The required output is an exact copy of the lines from the one containing "Task: given an image, locate the beige" through the end of the entries below, with pictures removed.

BEGIN EXTRACTED DATA

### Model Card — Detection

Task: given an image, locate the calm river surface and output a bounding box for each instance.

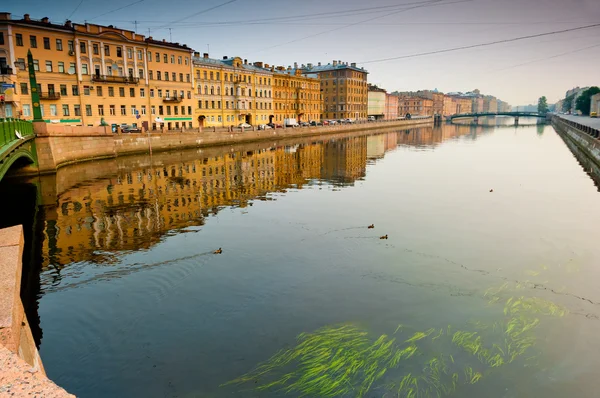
[2,120,600,397]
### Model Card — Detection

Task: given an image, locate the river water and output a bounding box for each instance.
[2,119,600,397]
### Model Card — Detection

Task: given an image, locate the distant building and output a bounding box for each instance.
[367,84,386,120]
[591,93,600,115]
[295,60,368,120]
[398,96,433,117]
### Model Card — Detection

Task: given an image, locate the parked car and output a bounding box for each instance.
[122,125,141,133]
[238,123,252,129]
[257,124,272,130]
[328,120,338,125]
[368,116,376,122]
[310,120,323,126]
[591,112,598,118]
[322,120,330,126]
[344,118,355,124]
[267,122,283,128]
[300,121,310,127]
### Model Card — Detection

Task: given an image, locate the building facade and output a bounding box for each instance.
[367,84,386,120]
[591,93,600,115]
[398,96,433,117]
[193,54,273,127]
[0,13,195,130]
[297,60,368,120]
[271,66,322,123]
[385,93,398,120]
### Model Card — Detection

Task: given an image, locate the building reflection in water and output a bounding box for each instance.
[39,124,478,275]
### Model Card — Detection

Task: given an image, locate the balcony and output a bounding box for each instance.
[91,74,139,84]
[163,96,183,103]
[39,92,61,100]
[0,66,14,75]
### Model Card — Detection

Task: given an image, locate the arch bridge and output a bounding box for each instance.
[0,119,37,183]
[450,112,545,122]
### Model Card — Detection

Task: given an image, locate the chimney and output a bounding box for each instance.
[244,59,247,64]
[41,17,49,23]
[162,39,166,42]
[64,19,72,28]
[294,62,298,69]
[333,60,338,66]
[148,36,153,40]
[253,61,263,68]
[318,62,321,66]
[23,14,30,21]
[193,51,200,57]
[203,53,209,59]
[351,62,356,67]
[0,13,11,21]
[223,56,228,60]
[264,63,269,68]
[307,63,313,69]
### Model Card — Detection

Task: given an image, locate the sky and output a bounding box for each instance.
[8,0,600,105]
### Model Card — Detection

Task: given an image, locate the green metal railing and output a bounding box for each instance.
[0,118,35,149]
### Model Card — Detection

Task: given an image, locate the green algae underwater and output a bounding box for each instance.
[223,276,568,397]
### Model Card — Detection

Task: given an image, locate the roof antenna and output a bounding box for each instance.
[133,20,138,33]
[168,27,172,42]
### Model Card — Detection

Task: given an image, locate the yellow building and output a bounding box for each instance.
[193,53,273,127]
[0,12,195,130]
[271,66,322,123]
[296,60,368,121]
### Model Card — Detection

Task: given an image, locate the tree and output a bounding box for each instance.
[537,96,549,114]
[576,87,600,115]
[562,95,574,112]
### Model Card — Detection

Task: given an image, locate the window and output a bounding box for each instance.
[151,105,156,115]
[158,89,162,98]
[157,71,161,80]
[150,89,154,97]
[174,106,178,115]
[72,85,79,96]
[94,86,102,96]
[83,86,91,95]
[155,53,160,62]
[198,100,202,109]
[30,35,37,48]
[170,55,175,64]
[81,64,88,75]
[188,91,192,99]
[109,105,115,115]
[68,40,74,52]
[93,43,99,55]
[131,105,136,116]
[57,62,64,73]
[50,104,58,116]
[164,72,169,81]
[163,54,168,63]
[43,37,50,49]
[119,87,125,97]
[165,90,170,99]
[104,45,110,56]
[187,106,191,115]
[218,115,222,122]
[181,106,185,115]
[204,71,207,79]
[140,88,145,97]
[62,104,70,116]
[108,87,114,97]
[16,33,23,46]
[185,57,189,66]
[20,83,28,95]
[158,105,163,115]
[127,48,133,59]
[22,104,31,116]
[68,63,76,74]
[120,105,126,115]
[106,65,113,75]
[60,85,67,95]
[98,105,104,116]
[130,88,135,97]
[137,50,143,60]
[179,73,183,82]
[80,42,86,54]
[138,69,144,79]
[186,74,190,82]
[141,105,147,115]
[116,47,122,57]
[149,70,153,80]
[85,104,92,116]
[33,60,39,71]
[166,106,171,115]
[45,61,52,72]
[74,105,81,116]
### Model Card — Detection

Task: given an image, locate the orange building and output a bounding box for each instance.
[398,96,433,117]
[271,66,322,123]
[0,12,195,130]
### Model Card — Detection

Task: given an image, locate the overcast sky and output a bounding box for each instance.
[9,0,600,105]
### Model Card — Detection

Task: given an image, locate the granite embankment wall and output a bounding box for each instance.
[33,119,432,174]
[552,116,600,167]
[0,225,73,396]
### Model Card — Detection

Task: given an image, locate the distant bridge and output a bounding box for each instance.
[450,112,545,121]
[0,119,37,183]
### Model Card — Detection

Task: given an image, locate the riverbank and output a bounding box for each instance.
[0,225,73,397]
[552,115,600,168]
[32,118,432,175]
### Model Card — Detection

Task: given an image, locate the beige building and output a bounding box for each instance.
[591,93,600,115]
[193,54,273,127]
[297,60,368,120]
[0,12,196,130]
[367,84,386,120]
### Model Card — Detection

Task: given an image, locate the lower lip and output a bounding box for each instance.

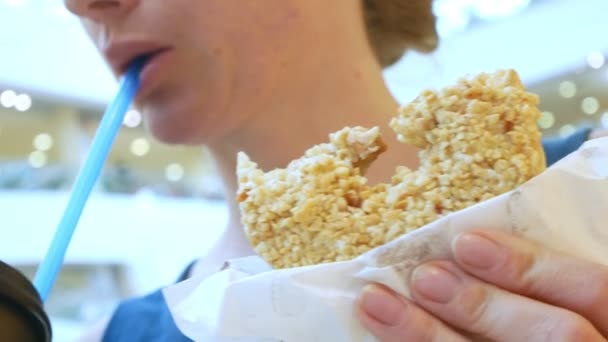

END EXTRACTED DATA

*WRITTEN RESPONSE*
Task: given an image, locate the beige building and output a bounding box for each instance.
[591,93,600,115]
[193,54,273,127]
[297,60,368,120]
[0,12,196,130]
[367,84,386,120]
### Model Card — Detection

Task: given an image, locate the lower lip and output a bounding box for each instance.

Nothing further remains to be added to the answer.